>> start MATERIAL SHOWN

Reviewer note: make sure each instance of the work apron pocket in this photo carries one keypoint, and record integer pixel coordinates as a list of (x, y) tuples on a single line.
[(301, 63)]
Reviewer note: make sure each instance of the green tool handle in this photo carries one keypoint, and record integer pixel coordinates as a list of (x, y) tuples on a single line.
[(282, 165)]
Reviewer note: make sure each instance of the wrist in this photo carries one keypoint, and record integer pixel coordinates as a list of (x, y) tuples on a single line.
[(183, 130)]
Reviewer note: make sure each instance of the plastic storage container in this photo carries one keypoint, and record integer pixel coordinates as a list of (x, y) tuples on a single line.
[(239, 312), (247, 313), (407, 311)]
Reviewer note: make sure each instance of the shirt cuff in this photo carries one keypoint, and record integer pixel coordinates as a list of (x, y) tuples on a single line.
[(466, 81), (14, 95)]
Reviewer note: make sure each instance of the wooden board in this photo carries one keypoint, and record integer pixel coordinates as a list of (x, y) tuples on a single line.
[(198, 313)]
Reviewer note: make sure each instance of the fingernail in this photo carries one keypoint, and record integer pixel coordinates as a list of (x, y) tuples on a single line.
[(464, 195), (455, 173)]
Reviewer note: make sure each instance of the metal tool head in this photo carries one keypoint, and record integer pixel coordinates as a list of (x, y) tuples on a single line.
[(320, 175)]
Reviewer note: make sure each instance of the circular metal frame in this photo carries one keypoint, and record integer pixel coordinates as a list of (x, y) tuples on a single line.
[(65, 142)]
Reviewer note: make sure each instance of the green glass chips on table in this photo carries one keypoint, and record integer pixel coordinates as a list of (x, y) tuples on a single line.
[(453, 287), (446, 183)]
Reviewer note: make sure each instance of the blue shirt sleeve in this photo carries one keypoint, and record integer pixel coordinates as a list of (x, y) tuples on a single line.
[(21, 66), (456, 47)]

>> end MATERIAL SHOWN

> _CHALLENGE_
Convert every line of the data above into a Markdown table with two columns, Row and Line. Put each line's number under Row and its text under Line, and skip any blank lines.

> _SOLUTION TO THIS PROBLEM_
| Row | Line |
|---|---|
| 1 | Reviewer note: make sure each instance of the work apron pocket in this photo carries one keypoint, and record integer pixel coordinates as a list of (x, y) tuples on a single line. |
| 2 | [(301, 63)] |
| 3 | Reviewer note: make sure each instance of the green tool handle in this photo carries one keypoint, and record integer pixel coordinates as a list of (x, y) tuples on a single line. |
| 4 | [(282, 165)] |
| 5 | Reviewer note: make sure each instance of the wrist in this photo carries one keypoint, and record integer pixel coordinates as a list of (x, y) tuples on a single line. |
| 6 | [(183, 130)] |
| 7 | Reviewer note: make sure each instance of the plastic storage container in this photo carries one keypoint, and record integer pixel coordinates as a list of (x, y) tuples on a single line. |
| 8 | [(239, 312), (247, 313), (407, 311)] |
| 9 | Reviewer note: make sure each instance of the shirt cuff in this photo carries one keypoint, and record integer pixel coordinates as a list of (x, y) tuples on a single line. |
| 10 | [(466, 81), (14, 95)] |
| 11 | Reviewer note: make sure each instance of the wooden board in this photo carries one keypoint, and record integer pixel coordinates as a list of (x, y) tuples on a single line. |
| 12 | [(198, 313)] |
| 13 | Reviewer note: make sure each instance of the fingernail in this photo carries one keypoint, and record integer pixel coordinates as a list of (x, y) tuples on a single line. |
| 14 | [(464, 195), (455, 173)] |
| 15 | Reviewer note: make sure each instance of the metal tool head in this photo carries one keypoint, and record integer pixel coordinates as a list of (x, y) tuples on a single line. |
| 16 | [(320, 175)] |
| 17 | Reviewer note: make sure each instance of the circular metal frame in this photo carries one keypoint, and record integer pixel coordinates as a list of (x, y) tuples on a single line. |
| 18 | [(65, 142)] |
| 19 | Reviewer note: make sure each instance of the green glass chips on table in this photo carries one keypoint, and record integer pixel coordinates as a list of (x, y) tuples on a single line. |
| 20 | [(453, 287), (446, 183)] |
| 21 | Reviewer note: make sure each instance of the blue shirt sleeve in this photo carries one keypoint, and record integer pixel coordinates as a list of (x, y) tuples on a single line. |
| 22 | [(21, 66), (456, 47)] |